- **REQUIREMENT 1**:
Locate each line of the listing that contains the string "smoke" and copy it out. Case counts.
- **REQUIREMENT 2**:
Pick up the court opinion on the lake seepage dispute after its last sentence and keep writing.
EXTRACT PROVIDED start
Hild v. Avland Development Co., 46 Ill. App. 3d 173 (1977)

Feb. 24, 1977 · Illinois Appellate Court · No. 76-38
46 Ill. App. 3d 173

RAY HILD et al., Plaintiffs-Appellees, v. AVLAND DEVELOPMENT COMPANY, Defendant-Appellant.

Third District

No. 76-38

Opinion filed February 24, 1977.

*175David B. Mueller, of Cassidy, Cassidy & Mueller, of Peoria, for appellant.

Harold H. Kuhfuss, of Pekin, for appellees.

Mr. JUSTICE SCOTT

delivered the opinion of the court:

This is an appeal from a decree of the Circuit Court of Tazewell County which entered judgment in favor of the plaintiffs, Ray Hild and Edward Tyrrell, and against the defendant, Avland Development Company, for damages in the sum of *4,427.12 and for other mandatory relief.

The factual situation which ultimately resulted in litigation between the plaintiffs and the defendant and which led to this appeal is as follows.

In 1959 Ben Knapp owned more than 300 acres of farm and pasture land near the city of Mackinaw in Tazewell County, Illinois. Plaintiff Ray Hild owned a 200-acre farm adjoining the land of Ben Knapp on the North, and plaintiff Edward Tyrrell owned a farm adjoining the land of Ben Knapp to the West.

During 1967-68 Ben Knapp received a permit to build a dam on his property from the Department of Waterways. The dam was constructed and an 80-acre lake was formed. On November 20,1969, Ben Knapp and his wife conveyed the lake and surrounding acreage to the Avland Development Company which used the land for the sale of recreational homesites.

The lands upon which the lake was formed were of such nature that they allowed seepage onto the lands of Hild and Tyrrell. In July 1969 Tyrrell noticed seepage. Sometime during the fall of 1969 Tyrrell discussed this with Knapp, who unsuccessfully attempted to obtain an easement on the Tyrrell land. During the spring of 1969 Hild observed water seeping from the lower end of an eight-acre parcel and running in a stream from there. In an attempt to halt or reduce this seepage or percolation Hild attempted unsuccessfully to pump out the water which covered the eight-acre tract. He then installed a culvert,through which *176water was still running during the period of July 18,1973, and September 1, 1973. Avland attempted to reduce the seepage or percolation by applying Bentonite to the north shore of the lake. This sealant reduced the seepage to one-fourth of its volume. Estimates for the cost of correcting the seepage are approximately *250,000.
EXTRACT PROVIDED end
RAW RECORDS start
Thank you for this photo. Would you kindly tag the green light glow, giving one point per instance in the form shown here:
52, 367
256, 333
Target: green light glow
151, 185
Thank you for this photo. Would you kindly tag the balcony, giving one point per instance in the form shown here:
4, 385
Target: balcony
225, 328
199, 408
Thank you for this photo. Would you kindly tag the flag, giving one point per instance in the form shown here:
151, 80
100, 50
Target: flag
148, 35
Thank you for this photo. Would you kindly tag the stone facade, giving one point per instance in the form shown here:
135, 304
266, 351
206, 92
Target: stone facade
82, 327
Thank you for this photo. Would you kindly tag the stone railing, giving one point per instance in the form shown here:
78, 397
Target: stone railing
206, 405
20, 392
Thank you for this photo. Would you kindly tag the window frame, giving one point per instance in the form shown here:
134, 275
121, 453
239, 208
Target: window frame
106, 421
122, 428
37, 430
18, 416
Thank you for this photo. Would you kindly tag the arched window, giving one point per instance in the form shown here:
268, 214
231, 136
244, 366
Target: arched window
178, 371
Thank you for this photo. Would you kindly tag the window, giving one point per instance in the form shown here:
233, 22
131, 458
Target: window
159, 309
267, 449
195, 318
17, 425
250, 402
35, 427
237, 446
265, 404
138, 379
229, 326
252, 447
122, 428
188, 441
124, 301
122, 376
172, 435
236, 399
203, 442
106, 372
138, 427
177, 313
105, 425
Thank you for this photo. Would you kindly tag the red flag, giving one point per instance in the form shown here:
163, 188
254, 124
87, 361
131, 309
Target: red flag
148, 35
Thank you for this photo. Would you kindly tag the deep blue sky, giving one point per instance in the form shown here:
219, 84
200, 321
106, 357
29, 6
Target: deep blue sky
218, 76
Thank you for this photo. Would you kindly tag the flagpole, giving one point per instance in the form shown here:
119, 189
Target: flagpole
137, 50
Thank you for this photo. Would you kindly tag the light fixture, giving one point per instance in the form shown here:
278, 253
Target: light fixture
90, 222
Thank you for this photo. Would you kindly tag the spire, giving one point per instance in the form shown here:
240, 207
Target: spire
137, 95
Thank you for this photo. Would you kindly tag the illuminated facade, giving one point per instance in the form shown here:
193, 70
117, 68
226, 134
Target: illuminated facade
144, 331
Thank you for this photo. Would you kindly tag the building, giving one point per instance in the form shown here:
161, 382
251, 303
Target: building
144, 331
RAW RECORDS end
RAW RECORDS start
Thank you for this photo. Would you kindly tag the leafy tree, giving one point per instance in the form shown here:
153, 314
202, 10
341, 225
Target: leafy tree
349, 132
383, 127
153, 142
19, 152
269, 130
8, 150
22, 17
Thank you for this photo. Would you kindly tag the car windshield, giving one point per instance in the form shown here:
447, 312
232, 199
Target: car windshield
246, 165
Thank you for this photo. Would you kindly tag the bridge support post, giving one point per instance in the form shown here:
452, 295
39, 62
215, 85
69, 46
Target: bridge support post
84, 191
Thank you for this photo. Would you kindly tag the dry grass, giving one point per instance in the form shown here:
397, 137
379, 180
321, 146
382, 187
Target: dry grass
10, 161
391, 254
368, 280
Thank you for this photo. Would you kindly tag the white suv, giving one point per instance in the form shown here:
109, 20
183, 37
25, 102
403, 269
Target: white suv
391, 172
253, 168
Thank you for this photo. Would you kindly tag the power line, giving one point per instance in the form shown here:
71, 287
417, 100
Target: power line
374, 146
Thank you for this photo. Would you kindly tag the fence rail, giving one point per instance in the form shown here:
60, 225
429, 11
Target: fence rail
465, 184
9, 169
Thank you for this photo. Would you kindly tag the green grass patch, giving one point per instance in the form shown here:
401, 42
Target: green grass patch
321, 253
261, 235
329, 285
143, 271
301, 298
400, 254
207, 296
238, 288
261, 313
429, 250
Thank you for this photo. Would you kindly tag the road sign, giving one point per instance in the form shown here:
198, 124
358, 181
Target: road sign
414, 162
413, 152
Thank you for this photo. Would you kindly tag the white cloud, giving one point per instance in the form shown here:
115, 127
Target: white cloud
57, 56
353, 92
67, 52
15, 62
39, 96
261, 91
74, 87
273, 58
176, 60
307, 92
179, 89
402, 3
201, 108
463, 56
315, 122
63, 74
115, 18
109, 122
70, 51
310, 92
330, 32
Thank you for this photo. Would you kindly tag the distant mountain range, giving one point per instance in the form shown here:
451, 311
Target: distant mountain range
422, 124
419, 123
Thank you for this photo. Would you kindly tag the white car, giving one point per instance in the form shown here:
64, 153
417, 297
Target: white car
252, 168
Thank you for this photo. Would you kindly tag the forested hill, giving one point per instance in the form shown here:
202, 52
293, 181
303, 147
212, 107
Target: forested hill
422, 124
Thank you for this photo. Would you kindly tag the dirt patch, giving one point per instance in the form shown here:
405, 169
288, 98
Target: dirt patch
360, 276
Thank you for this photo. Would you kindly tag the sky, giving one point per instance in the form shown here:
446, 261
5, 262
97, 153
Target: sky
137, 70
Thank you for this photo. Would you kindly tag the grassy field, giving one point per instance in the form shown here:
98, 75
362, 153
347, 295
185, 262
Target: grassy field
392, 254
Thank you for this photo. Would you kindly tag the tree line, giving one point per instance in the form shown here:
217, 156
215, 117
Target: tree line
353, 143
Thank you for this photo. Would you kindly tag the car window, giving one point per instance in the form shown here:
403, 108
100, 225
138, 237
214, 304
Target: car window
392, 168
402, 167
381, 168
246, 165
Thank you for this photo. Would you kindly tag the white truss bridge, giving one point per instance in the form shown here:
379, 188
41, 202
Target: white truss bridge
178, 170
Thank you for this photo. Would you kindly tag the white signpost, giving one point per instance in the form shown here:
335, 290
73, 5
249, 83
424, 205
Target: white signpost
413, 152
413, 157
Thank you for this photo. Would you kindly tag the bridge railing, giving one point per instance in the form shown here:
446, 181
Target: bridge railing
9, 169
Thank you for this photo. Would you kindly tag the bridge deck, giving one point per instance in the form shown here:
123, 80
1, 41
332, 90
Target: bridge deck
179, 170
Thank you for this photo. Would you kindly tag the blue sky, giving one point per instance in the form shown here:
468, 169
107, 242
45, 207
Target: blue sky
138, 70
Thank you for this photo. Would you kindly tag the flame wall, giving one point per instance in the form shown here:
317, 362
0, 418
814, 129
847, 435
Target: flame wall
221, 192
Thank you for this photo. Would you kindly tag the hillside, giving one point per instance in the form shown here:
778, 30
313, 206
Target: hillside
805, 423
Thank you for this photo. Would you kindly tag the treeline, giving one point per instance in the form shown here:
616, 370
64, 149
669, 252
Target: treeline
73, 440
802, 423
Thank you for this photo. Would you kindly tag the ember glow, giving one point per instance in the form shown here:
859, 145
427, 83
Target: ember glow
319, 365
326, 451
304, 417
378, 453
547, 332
RAW RECORDS end
RAW RECORDS start
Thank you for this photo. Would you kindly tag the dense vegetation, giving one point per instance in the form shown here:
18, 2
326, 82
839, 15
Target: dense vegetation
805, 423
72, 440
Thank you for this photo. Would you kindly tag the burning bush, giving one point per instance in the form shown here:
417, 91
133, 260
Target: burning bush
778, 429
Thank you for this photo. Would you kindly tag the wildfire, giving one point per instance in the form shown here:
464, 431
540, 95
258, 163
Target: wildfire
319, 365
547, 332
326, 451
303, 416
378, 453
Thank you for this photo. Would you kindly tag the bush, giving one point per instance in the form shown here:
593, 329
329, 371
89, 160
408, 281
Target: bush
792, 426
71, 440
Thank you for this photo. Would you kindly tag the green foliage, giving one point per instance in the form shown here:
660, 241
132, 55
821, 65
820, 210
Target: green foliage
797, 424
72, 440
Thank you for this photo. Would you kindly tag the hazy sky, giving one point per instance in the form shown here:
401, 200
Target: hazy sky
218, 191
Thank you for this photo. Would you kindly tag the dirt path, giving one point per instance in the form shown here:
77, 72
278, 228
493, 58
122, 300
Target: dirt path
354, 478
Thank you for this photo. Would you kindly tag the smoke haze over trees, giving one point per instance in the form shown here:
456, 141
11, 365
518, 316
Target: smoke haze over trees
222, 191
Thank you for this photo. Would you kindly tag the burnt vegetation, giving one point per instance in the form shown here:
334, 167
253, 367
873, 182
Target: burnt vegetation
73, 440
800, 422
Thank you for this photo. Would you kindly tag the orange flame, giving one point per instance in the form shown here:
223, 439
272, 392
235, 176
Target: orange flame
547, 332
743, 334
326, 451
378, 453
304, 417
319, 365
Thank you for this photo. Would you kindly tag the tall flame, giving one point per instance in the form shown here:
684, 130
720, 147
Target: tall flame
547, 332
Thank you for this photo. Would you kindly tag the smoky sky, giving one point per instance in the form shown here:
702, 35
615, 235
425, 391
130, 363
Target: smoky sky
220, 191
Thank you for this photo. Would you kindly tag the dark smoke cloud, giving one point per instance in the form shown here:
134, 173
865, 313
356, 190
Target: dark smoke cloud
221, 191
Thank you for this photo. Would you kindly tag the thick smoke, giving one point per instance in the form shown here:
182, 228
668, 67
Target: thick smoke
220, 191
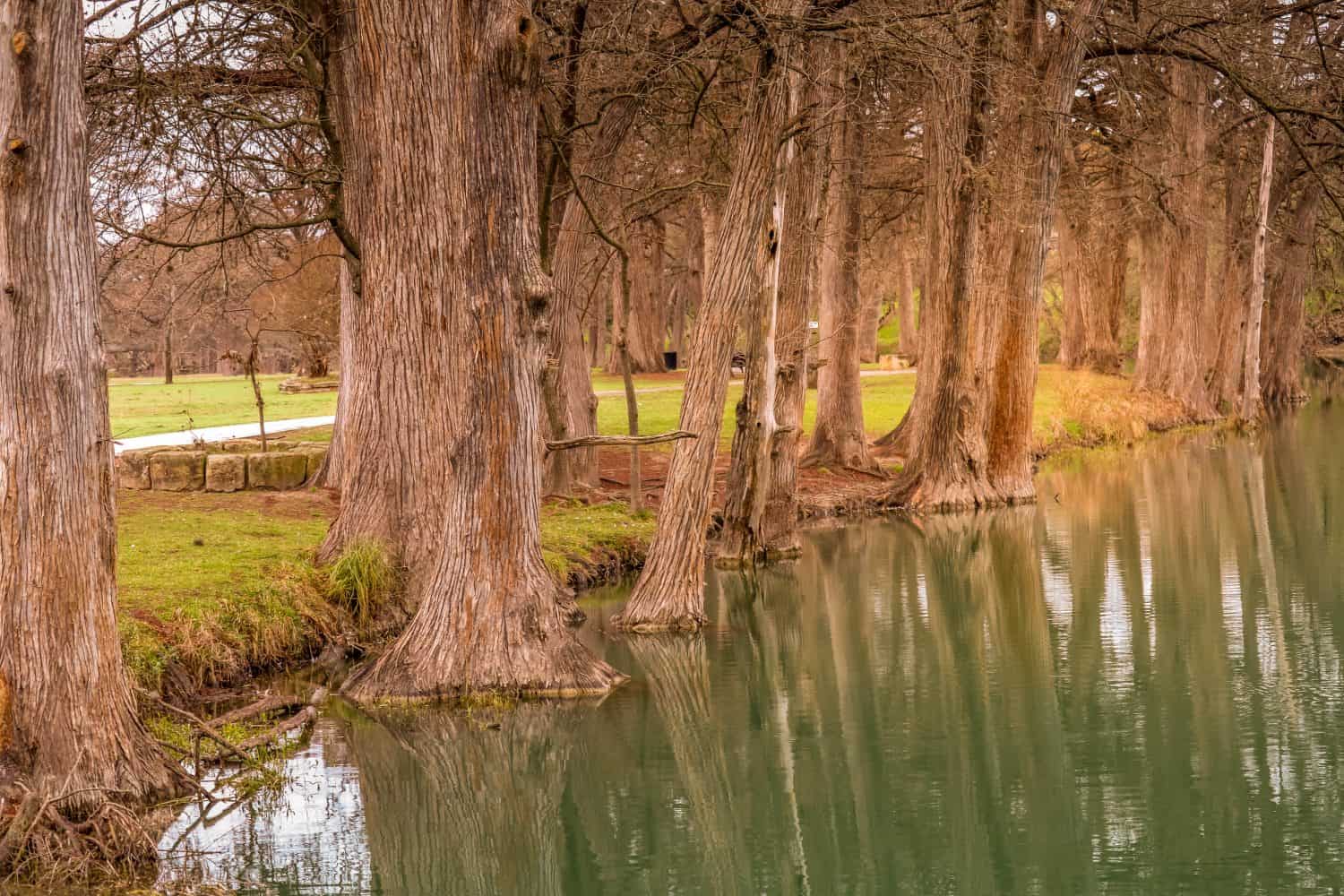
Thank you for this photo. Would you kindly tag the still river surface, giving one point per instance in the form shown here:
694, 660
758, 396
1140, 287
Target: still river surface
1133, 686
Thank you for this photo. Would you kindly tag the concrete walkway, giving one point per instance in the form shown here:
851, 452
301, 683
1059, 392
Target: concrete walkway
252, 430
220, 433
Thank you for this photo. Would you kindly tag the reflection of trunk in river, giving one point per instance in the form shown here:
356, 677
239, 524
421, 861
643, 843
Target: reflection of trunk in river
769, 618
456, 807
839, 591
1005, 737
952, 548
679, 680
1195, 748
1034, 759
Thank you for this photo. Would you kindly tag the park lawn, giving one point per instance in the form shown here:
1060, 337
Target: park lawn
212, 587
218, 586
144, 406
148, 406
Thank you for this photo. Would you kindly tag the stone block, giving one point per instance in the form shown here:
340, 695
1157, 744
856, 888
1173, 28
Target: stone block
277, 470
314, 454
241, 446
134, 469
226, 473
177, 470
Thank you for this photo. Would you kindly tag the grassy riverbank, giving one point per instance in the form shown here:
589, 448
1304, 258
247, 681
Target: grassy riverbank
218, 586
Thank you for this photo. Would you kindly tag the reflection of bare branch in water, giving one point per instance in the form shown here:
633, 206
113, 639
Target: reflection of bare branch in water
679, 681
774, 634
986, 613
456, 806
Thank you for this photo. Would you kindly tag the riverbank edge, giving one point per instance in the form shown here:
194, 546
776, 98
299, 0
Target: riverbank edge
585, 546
RAW RECORDS end
- **RESULT 1**:
Thank you for this photo. Would you kindly tag the smoke haze over trees, giving one point per instance in the form shown here:
Target: smoke haze over trees
Thank you for this photo. Would you kindly tag the dark smoke cloud, giving one point per instance in the form shown here:
Target: dark smoke cloud
Thank you for this photo. Would you kindly tag the thick smoke, giving one point per instance in the form shown here:
Target: thick smoke

- **RESULT 2**:
Avland paid Knapp and his wife *650,000 for the property upon which the lake was located. Knapp and Avland entered into an agreement dated November 24, 1969, which recognized that there was leakage and provided for indemnification to Avland and for damage caused to the surrounding property by the leakage. Between November 1969 and April 2, 1971, when suit was filed, Avland developed the property as recreational lots at a cost in excess of *646,000. Two hundred and four lots were sold and a homeowners association formed.

On January 21, 1975, Avland s attorney withdrew its appearance and substitute counsel entered its appearance. Avland asked leave, which was denied, to file a counterclaim against Knapp. Avland then filed a motion for judgment on the pleadings, which was denied. Following the testimony of Hild and Tyrrell, Avland sought to amend its answer to include the defense of laches. This was also denied.

At the time of trial other litigation was pending against Knapp in which Avland was seeking indemnification for costs and expenses in correcting the seepage and protection against the future claims of adjoining property owners. A motion in limine was filed to prevent defendant’s use of an affidavit from that lawsuit as an admission. This was denied.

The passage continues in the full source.